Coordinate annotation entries
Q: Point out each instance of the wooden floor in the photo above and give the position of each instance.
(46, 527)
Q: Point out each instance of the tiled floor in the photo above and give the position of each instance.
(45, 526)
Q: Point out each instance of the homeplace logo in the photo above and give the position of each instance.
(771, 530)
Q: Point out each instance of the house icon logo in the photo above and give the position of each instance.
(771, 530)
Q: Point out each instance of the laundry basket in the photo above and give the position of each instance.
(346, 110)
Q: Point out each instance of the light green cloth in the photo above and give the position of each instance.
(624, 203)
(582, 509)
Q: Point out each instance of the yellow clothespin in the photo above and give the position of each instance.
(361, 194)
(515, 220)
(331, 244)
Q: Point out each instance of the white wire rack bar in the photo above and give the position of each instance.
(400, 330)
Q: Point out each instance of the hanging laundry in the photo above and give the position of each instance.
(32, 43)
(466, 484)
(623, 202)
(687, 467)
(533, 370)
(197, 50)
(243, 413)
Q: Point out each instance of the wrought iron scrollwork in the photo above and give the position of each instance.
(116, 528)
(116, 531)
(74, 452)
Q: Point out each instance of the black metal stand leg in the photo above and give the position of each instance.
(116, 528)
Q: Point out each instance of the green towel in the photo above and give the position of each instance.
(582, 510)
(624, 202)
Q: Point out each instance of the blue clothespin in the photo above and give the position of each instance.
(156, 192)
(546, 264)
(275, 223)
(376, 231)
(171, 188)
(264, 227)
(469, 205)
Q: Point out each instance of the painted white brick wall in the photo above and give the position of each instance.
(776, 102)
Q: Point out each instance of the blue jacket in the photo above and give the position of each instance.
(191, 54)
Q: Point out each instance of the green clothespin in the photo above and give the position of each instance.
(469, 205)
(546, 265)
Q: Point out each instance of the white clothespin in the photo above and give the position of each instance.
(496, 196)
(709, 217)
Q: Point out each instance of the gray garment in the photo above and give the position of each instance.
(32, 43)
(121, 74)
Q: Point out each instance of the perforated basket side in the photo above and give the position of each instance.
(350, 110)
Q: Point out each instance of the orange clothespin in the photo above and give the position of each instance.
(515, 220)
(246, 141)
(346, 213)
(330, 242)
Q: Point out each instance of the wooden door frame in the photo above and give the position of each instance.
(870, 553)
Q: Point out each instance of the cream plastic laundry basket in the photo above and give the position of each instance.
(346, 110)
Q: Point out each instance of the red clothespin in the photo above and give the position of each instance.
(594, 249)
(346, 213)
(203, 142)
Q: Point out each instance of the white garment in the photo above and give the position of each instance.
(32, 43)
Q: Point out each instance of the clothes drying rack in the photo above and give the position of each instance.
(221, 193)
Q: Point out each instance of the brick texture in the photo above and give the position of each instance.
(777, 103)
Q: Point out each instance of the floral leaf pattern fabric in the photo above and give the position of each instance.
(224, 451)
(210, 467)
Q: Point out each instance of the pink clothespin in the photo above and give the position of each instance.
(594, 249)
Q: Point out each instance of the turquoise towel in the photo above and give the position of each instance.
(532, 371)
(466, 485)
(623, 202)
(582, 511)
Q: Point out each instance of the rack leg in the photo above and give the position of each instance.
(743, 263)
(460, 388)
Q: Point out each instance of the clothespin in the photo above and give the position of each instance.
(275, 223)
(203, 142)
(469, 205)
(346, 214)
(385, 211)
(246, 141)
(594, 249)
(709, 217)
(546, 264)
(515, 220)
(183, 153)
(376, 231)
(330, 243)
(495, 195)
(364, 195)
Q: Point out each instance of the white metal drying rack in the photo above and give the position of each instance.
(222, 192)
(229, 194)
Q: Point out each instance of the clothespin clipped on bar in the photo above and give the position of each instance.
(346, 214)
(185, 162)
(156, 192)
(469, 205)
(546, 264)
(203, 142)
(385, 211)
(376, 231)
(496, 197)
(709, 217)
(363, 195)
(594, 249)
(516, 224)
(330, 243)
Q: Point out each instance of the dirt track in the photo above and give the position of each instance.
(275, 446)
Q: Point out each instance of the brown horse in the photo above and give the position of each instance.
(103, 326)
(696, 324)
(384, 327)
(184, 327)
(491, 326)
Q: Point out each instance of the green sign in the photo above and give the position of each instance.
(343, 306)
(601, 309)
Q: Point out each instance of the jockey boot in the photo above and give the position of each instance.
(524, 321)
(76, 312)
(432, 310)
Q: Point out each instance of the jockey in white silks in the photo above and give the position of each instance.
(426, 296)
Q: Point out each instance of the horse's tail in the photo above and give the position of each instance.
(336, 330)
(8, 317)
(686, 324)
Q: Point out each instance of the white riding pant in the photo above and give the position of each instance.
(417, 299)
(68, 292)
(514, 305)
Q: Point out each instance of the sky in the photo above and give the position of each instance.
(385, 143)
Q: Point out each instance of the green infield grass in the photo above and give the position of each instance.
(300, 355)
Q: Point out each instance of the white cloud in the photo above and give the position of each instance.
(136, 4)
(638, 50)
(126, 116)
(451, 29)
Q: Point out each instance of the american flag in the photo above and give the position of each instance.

Given instruction.
Update the data above by swapping "Point out" for "Mark" at every occurrence, keeping everything else unchanged.

Response to the exercise.
Q: Mark each instance of the wooden floor in the photo above and give the position of each instance.
(46, 527)
Q: Mark each instance of the tiled floor in the photo above and give the position of each instance.
(45, 526)
Q: Mark each instance of the homeplace logo in the photo above and give the position of each instance.
(771, 530)
Q: Mark each instance of the house icon logo in the photo above and give the position of each instance.
(771, 530)
Q: Mark each instance of the laundry basket in the photo above and give the position of each instance.
(346, 110)
Q: Mark each instance of the light green cloth in the photo above and give the position of each instance.
(624, 203)
(582, 509)
Q: Mark each instance of the yellow clothespin in the photo above and give the position of each instance.
(361, 194)
(515, 220)
(331, 244)
Q: Mark each instance of the white wire rack bar in the photo above and give the position of each instance.
(400, 330)
Q: Mark each instance of the hanging laundry in the photo above and give the position of each instance.
(32, 43)
(466, 484)
(623, 202)
(687, 467)
(533, 370)
(197, 50)
(243, 413)
Q: Mark each instance of the wrought iron scrollwork in the photo above and give the position of each instance.
(116, 528)
(116, 531)
(74, 452)
Q: Mark each instance of the black metal stand leg in the photo above and give the position of each instance.
(116, 528)
Q: Mark each instance of the green towel in the photo above and give the position of each instance.
(582, 510)
(624, 202)
Q: Mark each instance of the blue clothespin in the photo above and give the position of each instance.
(156, 192)
(546, 264)
(275, 223)
(376, 231)
(171, 188)
(264, 227)
(469, 205)
Q: Mark each instance of the painted white brick wall in the photo above and give the position of each instance.
(776, 102)
Q: Mark each instance of the blue jacket in the photo above and give the position of each instance.
(191, 54)
Q: Mark each instance of the green clothespin in the photo above and give the position of each instance.
(469, 205)
(546, 265)
Q: Mark each instance of the white clothespin in the photo above and give the position of each instance.
(496, 196)
(709, 217)
Q: Mark each instance of the gray garment in the photo above and give the position of each instance.
(32, 43)
(121, 74)
Q: Mark each instance of the perforated basket side in the photo above and give the position of each instance.
(350, 110)
Q: Mark each instance of the orange clothespin in the photo above and give the position of each instance.
(515, 220)
(246, 141)
(346, 213)
(330, 242)
Q: Mark each instance of the wooden door frame in the photo above and give the position of each instance.
(870, 553)
Q: Mark each instance of the cream plastic laundry basket in the photo above and give the position of each instance.
(346, 110)
Q: Mark each instance of the red clothespin in the photo above and give the position of each instance.
(594, 249)
(346, 213)
(203, 142)
Q: Mark each instance of the white garment in the photo above and give the position of each instance.
(32, 43)
Q: Mark each instance of the clothes drying rack in the photo above and give the position of each instance.
(221, 193)
Q: Mark each instance of the brick texture in the photo above and give the position of each instance.
(777, 103)
Q: Mark each instance of the floral leaf pattern fabric in the photo above and give the position of each instance.
(224, 451)
(210, 467)
Q: Mark each instance of the pink clothespin in the photo above and give the position of each instance.
(594, 249)
Q: Mark each instance of the turquoise towel in the photo above and give the position of each instance.
(532, 371)
(466, 485)
(623, 202)
(582, 511)
Q: Mark each instance of the rack leg in the photo above and give the position of each instance.
(743, 263)
(460, 388)
Q: Mark each instance of the clothespin in the photo above and give the position of each instance.
(275, 223)
(203, 142)
(469, 205)
(346, 214)
(385, 211)
(246, 141)
(594, 249)
(709, 217)
(546, 264)
(515, 220)
(183, 153)
(376, 231)
(330, 243)
(495, 195)
(364, 195)
Q: Mark each instance of the white metal drying rack in the photo above and give the position of each instance.
(222, 192)
(229, 194)
Q: Mark each instance of the clothespin clipped on bar in the photo above and give the position of each instance.
(346, 214)
(185, 162)
(156, 192)
(469, 205)
(546, 264)
(203, 142)
(385, 211)
(376, 231)
(496, 197)
(709, 217)
(363, 195)
(594, 249)
(516, 224)
(330, 243)
Q: Mark each instance of the dirt track in the photo above and give the position of each instance.
(275, 446)
Q: Mark each instance of the brown horse in the photo above and give the position of each instance.
(103, 326)
(696, 324)
(384, 327)
(184, 327)
(491, 326)
Q: Mark each instance of the green sign in the photo above and give the position of each instance.
(343, 306)
(601, 309)
Q: Mark each instance of the jockey boot in the photo above and give the position of each instance.
(524, 321)
(76, 312)
(432, 310)
Q: Mark each instance of the jockey in white silks in the photo above and give the position of each instance.
(426, 296)
Q: Mark each instance of the horse's tail in the photo above and give the position of each instance.
(336, 330)
(8, 317)
(686, 324)
Q: Mark each instance of the white riding pant in the photo above and give the position of each instance.
(417, 299)
(68, 292)
(514, 305)
Q: Mark each instance of the sky in the photo above and give the position of each instance.
(385, 143)
Q: Mark each instance of the green infield grass in the photo above and give the position of each instance.
(300, 355)
Q: Mark each instance of the white cloud in the photo above and give the position of each instance.
(136, 4)
(638, 50)
(126, 116)
(451, 29)
Q: Mark each instance of the american flag in the photo above and give the position of each instance.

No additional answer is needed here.